> GIVEN EXERCISE
Copy all of the material below character for character, and omit the pictures.

> DATA EXTRACT

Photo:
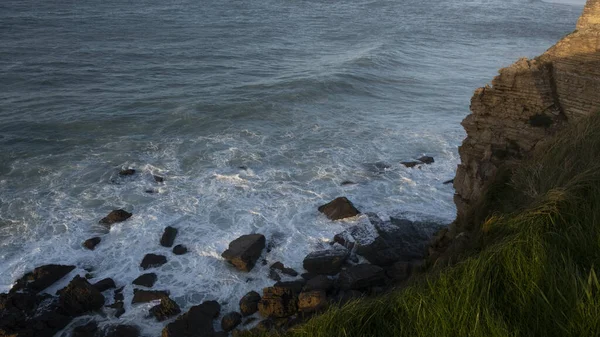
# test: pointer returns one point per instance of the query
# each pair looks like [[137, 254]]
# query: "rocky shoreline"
[[362, 260]]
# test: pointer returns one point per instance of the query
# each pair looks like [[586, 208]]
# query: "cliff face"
[[526, 104]]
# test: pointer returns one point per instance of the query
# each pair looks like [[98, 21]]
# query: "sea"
[[254, 112]]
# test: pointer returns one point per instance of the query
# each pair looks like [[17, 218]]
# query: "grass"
[[534, 272]]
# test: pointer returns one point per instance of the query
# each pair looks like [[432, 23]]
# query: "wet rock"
[[180, 250], [80, 297], [231, 321], [115, 216], [165, 310], [327, 262], [153, 260], [145, 280], [144, 296], [339, 208], [244, 251], [197, 322], [278, 302], [105, 284], [249, 303], [312, 301], [127, 172], [362, 276], [168, 237], [41, 278], [92, 243]]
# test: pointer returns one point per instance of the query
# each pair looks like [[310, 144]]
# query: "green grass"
[[533, 272]]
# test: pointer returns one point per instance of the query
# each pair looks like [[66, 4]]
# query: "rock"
[[165, 310], [426, 160], [115, 216], [362, 276], [41, 278], [249, 303], [327, 262], [105, 284], [319, 282], [127, 172], [244, 251], [278, 302], [153, 260], [143, 296], [312, 301], [339, 208], [179, 250], [197, 322], [231, 321], [145, 280], [168, 237], [80, 297], [92, 243]]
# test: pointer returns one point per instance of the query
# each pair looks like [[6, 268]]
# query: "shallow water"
[[305, 94]]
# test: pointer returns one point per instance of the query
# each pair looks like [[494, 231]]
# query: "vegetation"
[[534, 272]]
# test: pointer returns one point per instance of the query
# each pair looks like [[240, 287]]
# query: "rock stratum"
[[525, 105]]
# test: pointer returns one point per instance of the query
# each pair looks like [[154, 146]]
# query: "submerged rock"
[[339, 208], [244, 251]]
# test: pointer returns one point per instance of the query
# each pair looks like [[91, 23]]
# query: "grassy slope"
[[534, 273]]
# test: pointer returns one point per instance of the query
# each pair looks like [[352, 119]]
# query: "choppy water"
[[304, 93]]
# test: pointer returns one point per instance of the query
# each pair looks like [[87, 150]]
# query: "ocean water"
[[302, 94]]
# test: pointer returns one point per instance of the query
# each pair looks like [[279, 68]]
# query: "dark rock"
[[197, 322], [312, 301], [249, 303], [145, 280], [426, 159], [92, 243], [153, 260], [115, 216], [143, 296], [168, 237], [319, 282], [165, 310], [179, 250], [105, 284], [278, 302], [41, 278], [231, 321], [80, 297], [328, 262], [127, 172], [339, 208], [362, 276], [244, 251]]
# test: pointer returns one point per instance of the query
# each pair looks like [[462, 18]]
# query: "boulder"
[[153, 260], [197, 322], [80, 297], [327, 262], [165, 310], [278, 302], [249, 303], [105, 284], [168, 237], [231, 321], [41, 278], [115, 216], [143, 296], [362, 276], [145, 280], [244, 251], [179, 250], [92, 243], [312, 301], [339, 208]]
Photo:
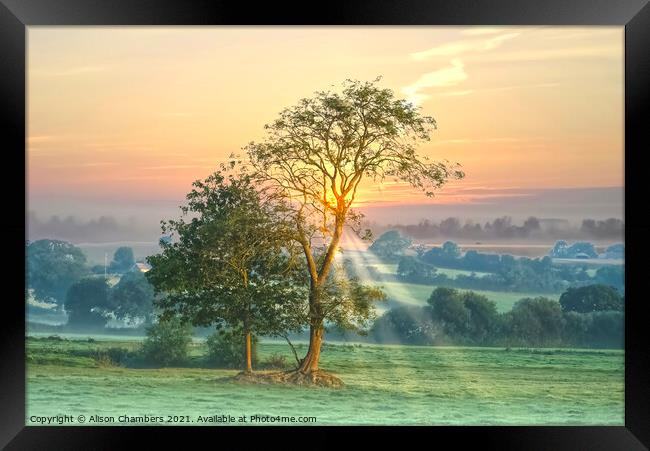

> THE RESULT
Photo:
# test: pointer returns one point per instance of the query
# each pair looks like [[137, 254]]
# query: "rocky shoreline"
[[362, 260]]
# test: pointer returns one point per instance of the query
# each pair looks like [[586, 208]]
# query: "cliff face"
[[526, 104]]
# test: pointer returns one point per instance of the query
# each pair looks like [[98, 21]]
# query: "sea"
[[254, 112]]
# test: pointer returns one point per instance of the query
# each pair looks like [[17, 218]]
# query: "grass"
[[534, 272]]
# test: pointer returns one point per instance of the query
# each pair looks like [[432, 23]]
# query: "wet rock"
[[180, 250], [80, 297], [231, 321], [115, 216], [165, 310], [327, 262], [153, 260], [145, 280], [144, 296], [339, 208], [244, 251], [197, 322], [278, 302], [105, 284], [249, 303], [312, 301], [127, 172], [362, 276], [168, 237], [41, 278], [92, 243]]
# test: pointer returns one point per instance of the query
# each pair looks like [[310, 144]]
# query: "green grass"
[[533, 272]]
# test: pointer returns one point per instance of the query
# each pair looks like [[66, 4]]
# query: "rock"
[[165, 310], [426, 160], [115, 216], [362, 276], [41, 278], [249, 303], [327, 262], [105, 284], [319, 282], [127, 172], [244, 251], [278, 302], [153, 260], [143, 296], [312, 301], [339, 208], [179, 250], [197, 322], [231, 321], [145, 280], [168, 237], [80, 297], [92, 243]]
# test: pointer returns one point per instance of the query
# each pair looks like [[6, 268]]
# query: "shallow water"
[[305, 94]]
# test: pointer returns one point per instance of the query
# each pair looks like [[494, 231]]
# query: "vegetation"
[[534, 272]]
# test: pointer returns one point per instance of the query
# each pair looks like [[240, 287]]
# query: "rock stratum"
[[525, 105]]
# test: pointer returns one point per instance of the query
# each pair looks like [[154, 146]]
# query: "submerged rock"
[[339, 208], [244, 251]]
# test: pointer returns one point per instance of the query
# each pair looks like [[91, 23]]
# query: "grassy slope"
[[534, 273]]
# test: pointer returns one point per instance of the query
# each pair looks like [[352, 119]]
# query: "choppy water"
[[304, 93]]
# test: pointer returns one point per instance of the query
# each pair looks like [[87, 150]]
# query: "ocean water"
[[302, 94]]
# test: pointer returns one point per instance of the query
# each pair looks like [[279, 68]]
# query: "dark rock"
[[197, 322], [312, 301], [249, 303], [145, 280], [426, 159], [92, 243], [153, 260], [115, 216], [143, 296], [168, 237], [319, 282], [165, 310], [179, 250], [105, 284], [278, 302], [41, 278], [231, 321], [80, 297], [328, 262], [127, 172], [339, 208], [362, 276], [244, 251]]
# test: pointer returns one point per instance of the query
# each pair looks like [[462, 18]]
# query: "boulder"
[[153, 260], [197, 322], [80, 297], [327, 262], [165, 310], [278, 302], [249, 303], [105, 284], [168, 237], [231, 321], [41, 278], [115, 216], [143, 296], [362, 276], [145, 280], [244, 251], [179, 250], [92, 243], [312, 301], [339, 208]]
Photo:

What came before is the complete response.